>> start Excerpted passage

4. Before the Commissioner for Workmen Compensation, mother of the deceased examined herself as PW1 and marked Exs.P1 to P5. On the side of the appellant insurance company, RWs 1 and 2 were examined, but no document was marked.

5. The Commissioner for Workmen Compensation relying upon the evidence of the claimants, held that the deceased died in the course of employment and awarded compensation of Rs.3,26,883/-. Challenging the award, the present appeal has been filed, which has been admitted on the following substantial questions of law:-

1)Whether the Deputy Commissioner of Labour was correct in coming to the conclusion that the deceased was a workman under the third respondent as per W.C. Act?
2)Whether the Deputy Commissioner of Labour was correct in holding that the appellant is liable to pay the compensation awarded in spite of the death occurred due to the illegal electric fencing laid by the fourth respondent?
3)Whether the Deputy Commissioner of Labour was correct in holding that the applicant is liable to pay the compensation awarded against the terms of policy?

6. Heard Mr.K.Bhaskaran, learned counsel for the appellant and Mr.P.Sathish Murugan, learned counsel for M/s.Hindu Associates, learned counsel for the respondents 1 and 2 and perused the records.

7. The learned counsel for the appellant submitted that the death occurred only due to the negligence of the deceased while he touched the electric fencing and the personal injury can not be termed as injury sustained in the course of employment. The learned counsel further submitted that the claimants have not produced any documentary evidence nor examined any independent witnesses to prove the employment of the deceased under the 3rd respondent at the time of the accident.

8. PW1 has categorically stated that her son was working under the 3rd respondent for number of years and he was engaged in driving the Lorry from Vaniambadi to Dindigul. Ex.P1-FIR was registered immediately after the accident. Ex.P2 is the Postmortem Certificate and Ex.P3 is the Driving Licence of the deceased. Ex.P5 shows that on the date of the accident, the vehicle had coverage of insurance under the appellant insurance company.

>> end Excerpted passage

Challenge: Condense the paragraph of the judgment excerpt above that begins "PW1 has categorically stated" into a short list that keeps its main facts.

>> start Provided data

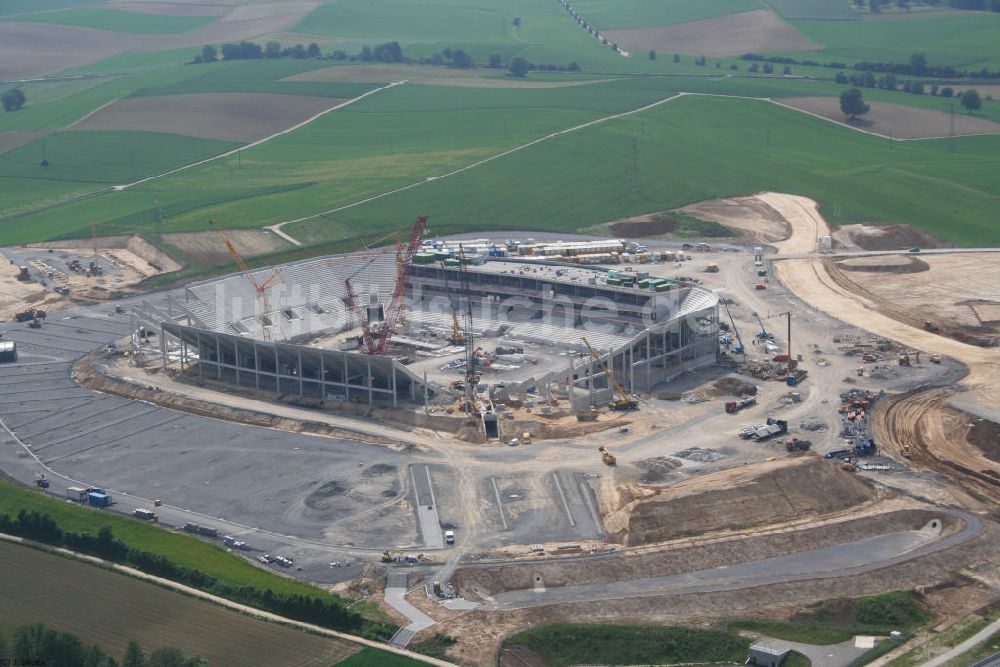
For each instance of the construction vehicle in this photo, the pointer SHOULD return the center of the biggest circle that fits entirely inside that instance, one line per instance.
(732, 407)
(606, 456)
(391, 556)
(773, 428)
(624, 401)
(796, 445)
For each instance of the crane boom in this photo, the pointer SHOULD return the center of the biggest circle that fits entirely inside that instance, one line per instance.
(624, 401)
(260, 288)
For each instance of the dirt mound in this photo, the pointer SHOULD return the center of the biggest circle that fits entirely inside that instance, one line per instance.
(893, 237)
(986, 436)
(886, 264)
(756, 495)
(643, 227)
(657, 468)
(735, 386)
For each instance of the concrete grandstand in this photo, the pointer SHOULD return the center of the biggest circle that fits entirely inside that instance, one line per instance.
(528, 316)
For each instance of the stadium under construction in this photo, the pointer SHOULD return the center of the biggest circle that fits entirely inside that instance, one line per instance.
(435, 322)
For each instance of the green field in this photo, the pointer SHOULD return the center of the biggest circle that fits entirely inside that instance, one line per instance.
(111, 609)
(119, 21)
(567, 644)
(179, 548)
(86, 161)
(8, 7)
(964, 41)
(700, 148)
(623, 14)
(812, 9)
(547, 34)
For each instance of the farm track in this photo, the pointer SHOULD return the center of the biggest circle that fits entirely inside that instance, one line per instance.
(922, 420)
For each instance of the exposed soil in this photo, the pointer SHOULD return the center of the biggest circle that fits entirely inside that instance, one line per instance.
(885, 264)
(890, 237)
(223, 116)
(734, 499)
(756, 31)
(985, 435)
(751, 216)
(685, 556)
(936, 288)
(208, 248)
(897, 120)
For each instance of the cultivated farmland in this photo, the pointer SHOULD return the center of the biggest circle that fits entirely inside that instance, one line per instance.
(730, 35)
(223, 116)
(64, 594)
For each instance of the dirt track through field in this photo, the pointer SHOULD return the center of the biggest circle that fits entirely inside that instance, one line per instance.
(924, 422)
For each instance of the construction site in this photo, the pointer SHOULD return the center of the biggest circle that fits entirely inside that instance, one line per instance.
(491, 432)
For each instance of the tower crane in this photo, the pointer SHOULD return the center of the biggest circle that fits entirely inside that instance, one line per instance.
(624, 401)
(741, 349)
(764, 333)
(260, 287)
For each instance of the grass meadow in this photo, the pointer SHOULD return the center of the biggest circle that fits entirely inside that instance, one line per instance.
(118, 21)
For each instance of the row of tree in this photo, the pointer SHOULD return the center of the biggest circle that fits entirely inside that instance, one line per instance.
(328, 611)
(853, 104)
(13, 99)
(252, 51)
(917, 66)
(875, 6)
(38, 644)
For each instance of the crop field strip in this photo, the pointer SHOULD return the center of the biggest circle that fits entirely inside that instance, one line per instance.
(64, 593)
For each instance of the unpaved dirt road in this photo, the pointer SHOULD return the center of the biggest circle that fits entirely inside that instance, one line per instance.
(922, 422)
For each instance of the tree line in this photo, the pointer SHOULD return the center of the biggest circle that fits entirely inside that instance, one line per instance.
(38, 644)
(13, 99)
(330, 612)
(917, 66)
(387, 52)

>> end Provided data

Reply to the task:
- PW1 stated that her son had worked under the 3rd respondent for a number of years, driving the lorry from Vaniambadi to Dindigul.
- Ex.P1: the FIR, registered immediately after the accident.
- Ex.P2: the Postmortem Certificate.
- Ex.P3: the Driving Licence of the deceased.
- Ex.P5: shows that on the date of the accident the vehicle was insured with the appellant insurance company.